___ Data shown
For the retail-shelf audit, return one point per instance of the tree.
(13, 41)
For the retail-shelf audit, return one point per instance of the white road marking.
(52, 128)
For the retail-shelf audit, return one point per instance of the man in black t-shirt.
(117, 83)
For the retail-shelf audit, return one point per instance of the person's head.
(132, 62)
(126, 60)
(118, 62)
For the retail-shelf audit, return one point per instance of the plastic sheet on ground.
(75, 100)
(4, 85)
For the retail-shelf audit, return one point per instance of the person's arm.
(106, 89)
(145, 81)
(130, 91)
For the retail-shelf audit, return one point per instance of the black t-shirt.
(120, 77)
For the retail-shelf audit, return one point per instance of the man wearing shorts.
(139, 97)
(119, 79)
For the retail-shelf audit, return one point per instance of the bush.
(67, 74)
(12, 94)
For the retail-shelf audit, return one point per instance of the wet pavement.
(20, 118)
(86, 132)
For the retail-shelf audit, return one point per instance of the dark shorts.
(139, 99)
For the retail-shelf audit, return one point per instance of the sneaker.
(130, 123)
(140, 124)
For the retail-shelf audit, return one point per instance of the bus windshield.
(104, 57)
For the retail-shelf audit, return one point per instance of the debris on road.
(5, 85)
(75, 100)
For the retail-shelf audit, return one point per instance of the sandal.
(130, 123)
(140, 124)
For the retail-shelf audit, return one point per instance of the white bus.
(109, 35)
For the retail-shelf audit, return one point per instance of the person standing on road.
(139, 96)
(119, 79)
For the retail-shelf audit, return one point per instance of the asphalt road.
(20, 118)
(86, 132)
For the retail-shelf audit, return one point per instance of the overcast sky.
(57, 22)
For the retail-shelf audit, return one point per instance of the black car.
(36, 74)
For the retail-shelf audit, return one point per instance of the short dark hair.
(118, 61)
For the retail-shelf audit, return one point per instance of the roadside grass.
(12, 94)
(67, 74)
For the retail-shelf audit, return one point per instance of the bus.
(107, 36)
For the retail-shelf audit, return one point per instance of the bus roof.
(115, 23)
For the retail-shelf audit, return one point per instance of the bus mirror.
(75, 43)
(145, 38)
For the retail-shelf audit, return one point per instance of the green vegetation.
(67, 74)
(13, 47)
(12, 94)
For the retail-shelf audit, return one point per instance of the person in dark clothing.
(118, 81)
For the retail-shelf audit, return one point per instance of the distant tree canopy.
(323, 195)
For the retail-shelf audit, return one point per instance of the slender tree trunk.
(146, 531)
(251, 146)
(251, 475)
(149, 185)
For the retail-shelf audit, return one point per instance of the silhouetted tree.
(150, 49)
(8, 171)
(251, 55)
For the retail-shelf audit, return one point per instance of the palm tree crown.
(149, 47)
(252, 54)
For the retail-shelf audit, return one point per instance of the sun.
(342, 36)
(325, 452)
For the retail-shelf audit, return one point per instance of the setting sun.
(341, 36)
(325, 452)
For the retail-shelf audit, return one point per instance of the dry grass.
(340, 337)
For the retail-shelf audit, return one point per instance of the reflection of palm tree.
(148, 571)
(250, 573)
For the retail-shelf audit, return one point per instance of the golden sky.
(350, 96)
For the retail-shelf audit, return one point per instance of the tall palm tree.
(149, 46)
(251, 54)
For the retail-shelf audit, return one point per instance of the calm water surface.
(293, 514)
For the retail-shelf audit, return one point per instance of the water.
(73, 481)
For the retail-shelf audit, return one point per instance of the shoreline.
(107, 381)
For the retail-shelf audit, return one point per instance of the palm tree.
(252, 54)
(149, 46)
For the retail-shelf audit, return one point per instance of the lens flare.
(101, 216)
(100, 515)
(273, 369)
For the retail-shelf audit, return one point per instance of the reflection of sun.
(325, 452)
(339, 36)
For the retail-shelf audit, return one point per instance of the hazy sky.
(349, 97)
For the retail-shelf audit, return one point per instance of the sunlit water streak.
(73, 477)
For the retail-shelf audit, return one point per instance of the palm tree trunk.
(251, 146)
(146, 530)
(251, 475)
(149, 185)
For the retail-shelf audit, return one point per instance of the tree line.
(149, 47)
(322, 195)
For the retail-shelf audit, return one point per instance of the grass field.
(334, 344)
______
What to do -
Give the listing again. Leave every word as it stands.

Task output -
For the retail-shelf audit, return one point per instance of the tree.
(13, 41)
For the retail-shelf audit, return one point per instance of the white road marking.
(52, 128)
For the retail-shelf audit, return one point per instance of the man in black t-shirt.
(117, 83)
For the retail-shelf audit, return one point per instance of the person's head.
(132, 62)
(126, 60)
(118, 62)
For the retail-shelf audit, return one point per instance of the plastic sheet on ground.
(75, 100)
(4, 85)
For the retail-shelf audit, return one point per instance of the person's arm.
(106, 89)
(145, 81)
(130, 91)
For the retail-shelf audit, return one point per instance of the black t-shirt.
(120, 77)
For the retail-shelf audit, return one point per instance of the man wearing shorts.
(139, 97)
(119, 79)
For the retail-shelf audit, return one point per instance of the bush.
(67, 74)
(12, 94)
For the retail-shelf audit, return one point per instance of the wet pavement.
(20, 118)
(86, 132)
For the retail-shelf audit, return one point per instance of the dark shorts.
(139, 99)
For the retail-shelf audit, return one point per instance of the sneaker.
(130, 123)
(140, 124)
For the retail-shelf audit, return one point per instance of the bus windshield.
(104, 57)
For the retail-shelf audit, return one point per instance of the debris on road.
(5, 85)
(75, 100)
For the retail-shelf audit, return one point per instance of the sandal.
(130, 123)
(140, 124)
For the retail-shelf audit, return one point per instance of the white bus.
(109, 35)
For the retail-shelf audit, return one point per instance of the person standing on road.
(139, 96)
(119, 79)
For the retail-shelf audit, return one point per instance of the asphalt road.
(20, 118)
(86, 132)
For the retail-shelf audit, return one point per instance of the overcast sky.
(57, 22)
For the retail-shelf audit, return one point per instance of the black car.
(36, 74)
For the retail-shelf audit, return one point per instance of the short dark hair.
(118, 61)
For the retail-shelf audit, return one point per instance of the roadside grass.
(12, 94)
(67, 74)
For the retail-shelf audit, return one point per instance of the bus.
(107, 36)
For the retail-shelf audit, return one point per instance of the bus roof.
(115, 23)
For the retail-shelf audit, return one point per instance of the bus mirror.
(75, 43)
(145, 38)
For the retail-shelf audit, return one point per instance of the green vegetation.
(67, 74)
(13, 47)
(12, 94)
For the retail-shelf audit, return one point per instance of the person in dark clothing.
(118, 81)
For the retail-shelf audit, return one point per instance of the distant tree canopy.
(323, 195)
For the retail-shelf audit, return one point per instance of the slender tree trunk.
(146, 531)
(251, 146)
(251, 475)
(149, 185)
For the retail-shelf audit, return one point per instance of the silhouetted tree.
(150, 49)
(8, 171)
(251, 55)
For the retail-shelf audit, return one point per instance of the palm tree crown.
(149, 47)
(252, 54)
For the retail-shelf audit, return one point per instance of the sun.
(342, 36)
(325, 452)
For the retail-shelf audit, return one point per instance of the setting sun.
(341, 36)
(325, 452)
For the retail-shelf audit, return one point per instance of the dry grass.
(340, 337)
For the retail-shelf audit, return one point per instance of the reflection of palm tree.
(148, 571)
(250, 573)
For the retail-shelf audit, return one point per instance of the golden sky.
(350, 96)
For the retail-shelf audit, return one point per instance of the tall palm tree.
(149, 46)
(251, 54)
For the retail-shelf audit, return one point per instance of the calm water surface.
(293, 514)
For the retail-shelf audit, return one point per instance of the water.
(73, 481)
For the retail-shelf audit, return one point per instance of the shoreline.
(107, 381)
For the retail-shelf audit, return one point per instance of the palm tree.
(252, 54)
(149, 46)
For the retail-shelf audit, return one point per instance of the lens flare.
(101, 216)
(100, 515)
(273, 369)
For the retail-shelf audit, return one point per instance of the reflection of sun.
(325, 452)
(339, 36)
For the retail-shelf audit, return one point per instance of the hazy sky.
(349, 97)
For the retail-shelf audit, return one point per instance of the sunlit water streak.
(73, 477)
For the retail-shelf audit, return one point per instance of the palm tree trunk.
(251, 146)
(146, 530)
(251, 475)
(149, 185)
For the retail-shelf audit, return one point per instance of the tree line.
(149, 47)
(322, 195)
For the retail-shelf audit, return one point per instance of the grass field.
(334, 344)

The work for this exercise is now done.